Drop every picture. Return the rest of the entries exactly.

(Provided material begins)

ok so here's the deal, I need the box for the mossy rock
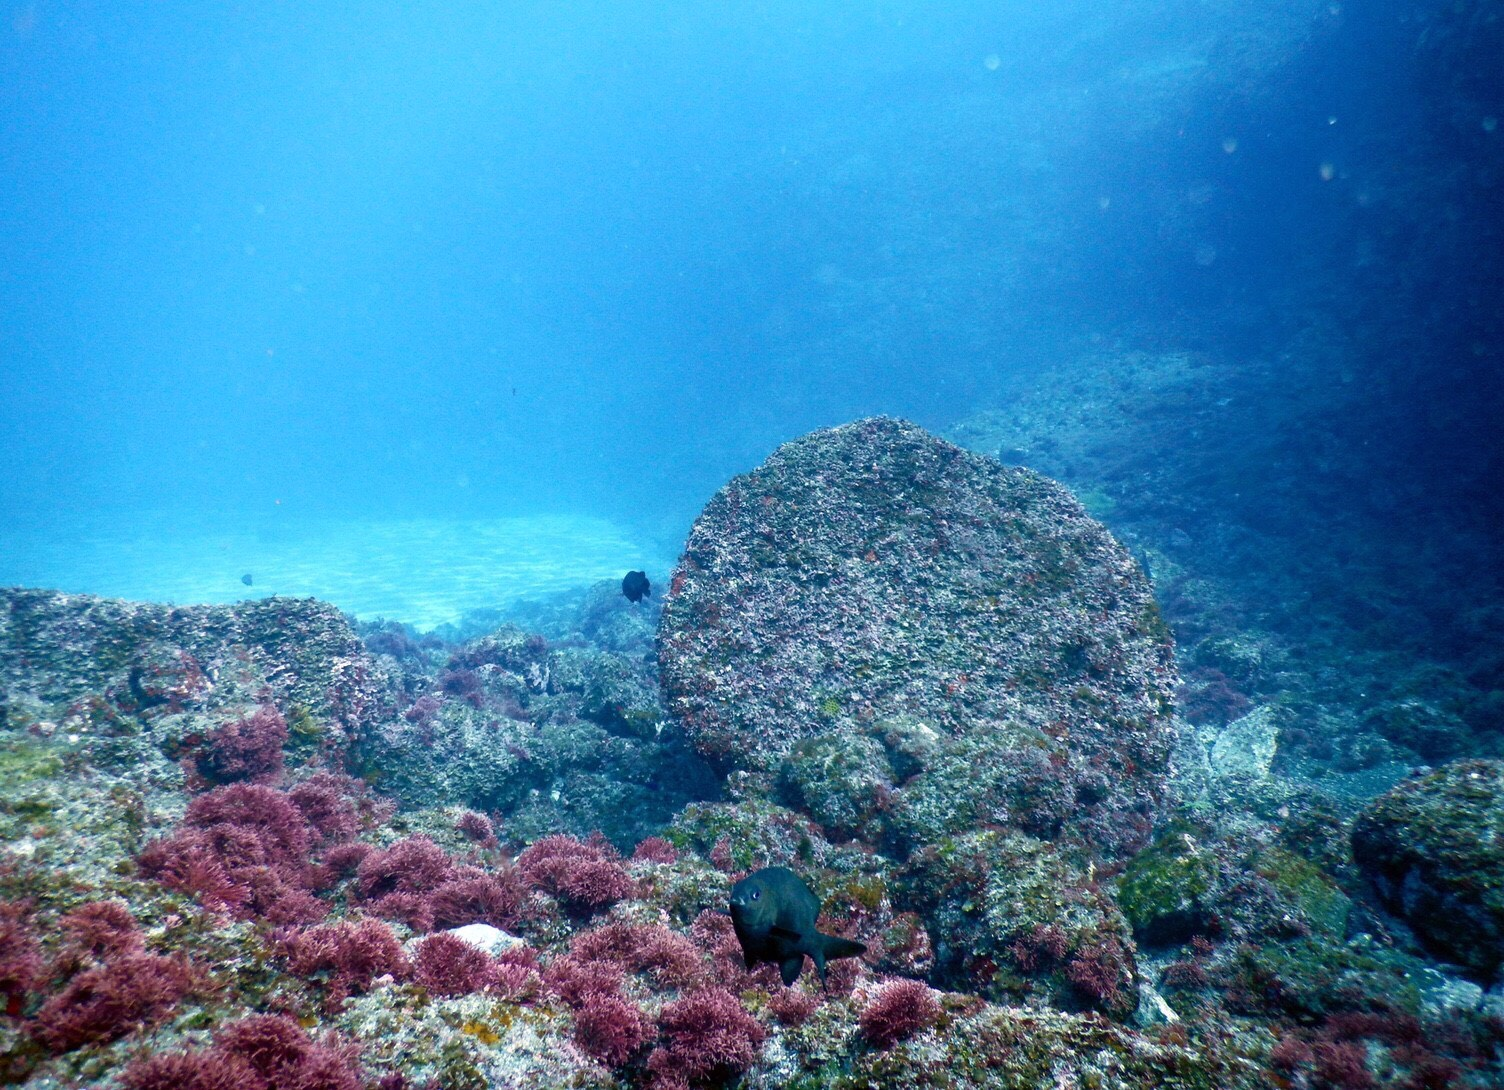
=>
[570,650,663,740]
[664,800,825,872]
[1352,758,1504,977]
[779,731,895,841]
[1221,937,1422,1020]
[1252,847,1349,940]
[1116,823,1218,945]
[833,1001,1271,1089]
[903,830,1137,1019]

(Provided material ends)

• [Exercise solution]:
ok so here's the deal, I need the box for the mossy rock
=>
[570,650,663,740]
[664,800,825,872]
[1352,758,1504,977]
[779,731,895,841]
[1221,937,1422,1020]
[1252,847,1349,940]
[1116,823,1218,945]
[833,1001,1271,1089]
[903,830,1137,1019]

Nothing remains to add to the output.